> The task
Copy each of the items below word for word, but leave the pictures out.

Named object pointing entries
[start]

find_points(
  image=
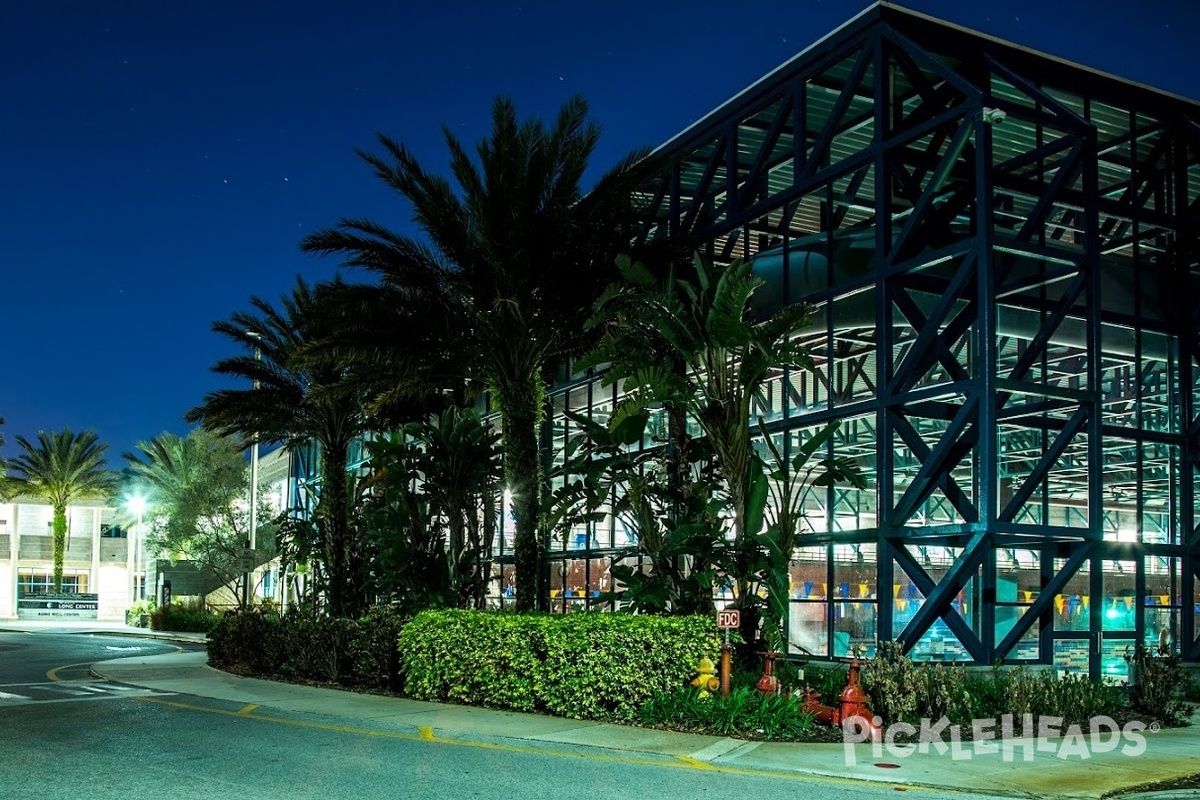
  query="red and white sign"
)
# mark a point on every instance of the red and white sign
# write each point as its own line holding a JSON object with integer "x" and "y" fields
{"x": 729, "y": 618}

[end]

> The answer
find_points(
  image=
  query="red and white sign"
)
# mark a point on every instance of the red and white sign
# write each point as its own line holding a JSON object with integer "x" and "y" fields
{"x": 729, "y": 618}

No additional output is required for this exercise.